## WORK REQUIRED
Copy the part of the records below that opens with the line containing "Question. Indicate one point on each instance of the floodwater" and closes with the line containing "[(511, 251)]", reproducing those lines exactly and nothing else.

## SUPPLIED DATA
__________

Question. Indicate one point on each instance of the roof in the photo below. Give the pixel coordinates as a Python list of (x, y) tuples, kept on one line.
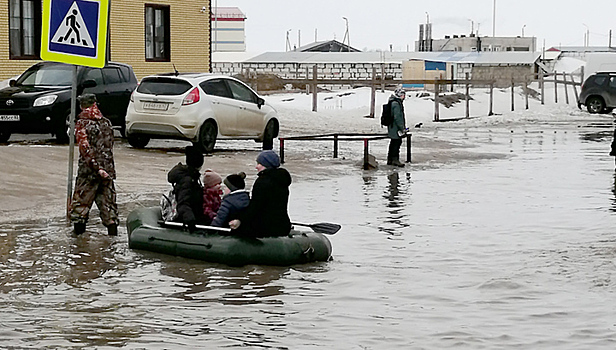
[(227, 12), (583, 49), (327, 46), (513, 57)]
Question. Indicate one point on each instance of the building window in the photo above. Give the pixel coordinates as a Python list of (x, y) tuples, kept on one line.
[(157, 33), (25, 29)]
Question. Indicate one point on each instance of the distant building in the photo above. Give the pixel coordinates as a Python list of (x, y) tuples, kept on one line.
[(150, 35), (228, 30), (473, 43)]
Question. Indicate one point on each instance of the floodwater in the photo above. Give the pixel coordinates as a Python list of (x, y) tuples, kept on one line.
[(511, 251)]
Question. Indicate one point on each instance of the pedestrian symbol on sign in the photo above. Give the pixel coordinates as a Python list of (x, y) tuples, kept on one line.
[(73, 31)]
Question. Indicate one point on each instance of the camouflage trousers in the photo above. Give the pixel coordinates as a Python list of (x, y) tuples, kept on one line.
[(90, 189)]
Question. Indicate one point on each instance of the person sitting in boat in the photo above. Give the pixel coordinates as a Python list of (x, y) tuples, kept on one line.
[(267, 214), (188, 188), (212, 194), (234, 202)]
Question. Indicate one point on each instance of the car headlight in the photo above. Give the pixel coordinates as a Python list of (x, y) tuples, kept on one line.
[(45, 100)]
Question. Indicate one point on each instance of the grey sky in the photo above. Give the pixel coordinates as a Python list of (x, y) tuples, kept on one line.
[(374, 25)]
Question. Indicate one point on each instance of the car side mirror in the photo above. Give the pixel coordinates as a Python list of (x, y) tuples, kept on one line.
[(88, 84)]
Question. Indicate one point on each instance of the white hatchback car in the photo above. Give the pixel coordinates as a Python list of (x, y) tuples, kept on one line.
[(198, 107)]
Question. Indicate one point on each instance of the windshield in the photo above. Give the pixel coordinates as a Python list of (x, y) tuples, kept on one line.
[(54, 75)]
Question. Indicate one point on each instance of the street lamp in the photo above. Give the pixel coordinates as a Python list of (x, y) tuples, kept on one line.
[(288, 47), (586, 36), (494, 19), (346, 34)]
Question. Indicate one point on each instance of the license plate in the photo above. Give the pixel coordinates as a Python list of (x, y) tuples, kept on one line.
[(156, 105), (9, 118)]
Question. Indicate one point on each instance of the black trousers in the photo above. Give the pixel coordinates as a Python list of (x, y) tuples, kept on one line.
[(394, 149)]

__________

## SOLUTION FOR THIS EXERCISE
Question. Indicate one point on each instance of the floodwater in the photo above. Give the pixel coordinates as a Python list of (x, y) tuples, kept on one line.
[(511, 251)]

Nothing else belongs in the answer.